----- TEXT PASSAGE -----
Marie-Charles David de Mayréna (also known as Charles-Marie David de Mayréna and Marie I, King of Sedang; 31 January 1842 – 11 November 1890) was an eccentric French adventurer who became the self-styled king of the Sedang of the northern Central Highlands in what is now southern Vietnam.

==Biography==
De Mayréna was born in Toulon. He fled Paris for Java in June 1883, fearing prosecution for embezzlement. The next year, he was expelled from the Dutch East Indies. He returned to Paris and organized an arms shipment to Aceh. While returning to the East Indies, he stopped in Vietnam and started a plantation. In 1888, the King of Siam began claiming territory west of French territory. Anxious, the Governor-General of French Indochina agreed to a proposal from Mayréna to lead an expedition into the interior in order to negotiate treaties with the local tribespeople.

Once there, however, he persuaded some tribal chiefs to form a new Kingdom of Sedang with himself as king. Mayréna, his supporters and some tribespeople claimed that the tribes were not vassals of the Annamese (Vietnamese) emperor and therefore could form their own kingdom. The Kingdom of Sedang was founded when Mayréna was elected King by the chiefs of the Bahnar, Rengao and Sedang tribes in the village of Kon Gung on 3 June 1888. He then assumed the style and title Marie the First, King of Sedang.

King Marie declared Catholicism to be the official tribal religion. However he did not try to force the conversion of his subjects, most of whom were Muslims; instead, he announced his own adoption of Islam. He designed a national flag and an honorary insignia—the Order of Marie the First—which he had cast by goldsmiths in Hong Kong.
-----
Extend the biography of Marie-Charles David de Mayréna, picking up after its last sentence. The records were drawn from a separate source.
----- SUPPLIED MATERIAL -----
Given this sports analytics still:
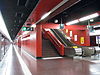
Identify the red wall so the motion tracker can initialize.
[64,25,90,46]
[18,25,42,57]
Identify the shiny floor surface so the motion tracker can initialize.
[0,44,100,75]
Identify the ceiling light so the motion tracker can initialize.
[66,20,79,25]
[31,24,36,28]
[55,19,58,23]
[41,12,51,20]
[79,13,99,21]
[90,19,94,22]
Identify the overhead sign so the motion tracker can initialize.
[22,27,33,31]
[80,37,84,44]
[60,24,64,29]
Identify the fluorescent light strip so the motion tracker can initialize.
[79,13,99,21]
[66,20,79,25]
[14,46,32,75]
[66,13,99,25]
[36,0,69,24]
[42,57,63,60]
[41,12,51,20]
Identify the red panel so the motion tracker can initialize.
[29,0,63,22]
[65,25,90,46]
[36,25,42,57]
[42,23,60,29]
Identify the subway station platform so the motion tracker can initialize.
[0,45,100,75]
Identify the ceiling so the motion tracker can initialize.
[0,0,39,39]
[48,0,100,24]
[0,0,100,39]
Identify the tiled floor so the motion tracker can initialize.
[0,44,100,75]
-----
TASK OUTPUT:
He also sought to obtain official diplomatic recognition of his kingdom, offered to cede his kingdom to France in exchange for monopoly rights and hinted that the Prussians were interested if the French were not. When the French government became chilly, Mayréna approached the English in Hong Kong in 1889. When he was rebuffed there, Mayréna went to Belgium. In 1889 a Belgian financier named Somsy offered arms and money to Mayréna in exchange for mineral rights. However the French Navy blockaded Vietnamese ports to prevent his return and his arms were seized as contraband at Singapore. Mayréna retired to British Malaya. There, on 11 November 1890, Marie I died under mysterious circumstances (various reports claiming by poisoning, snakebite or as the result of a duel) on Tioman Island.

The Kingdom of the Sedang was subsequently conquered by the French Republic and her protectorate, Annam, without the consent of the government or people of Sedang.

== Legacy ==
French writer and statesman André Malraux wrote an unpublished novel about Mayréna whilst Malraux’s friend and character in La Condition Humaine, Baron de Clappique, wrote a movie script about him.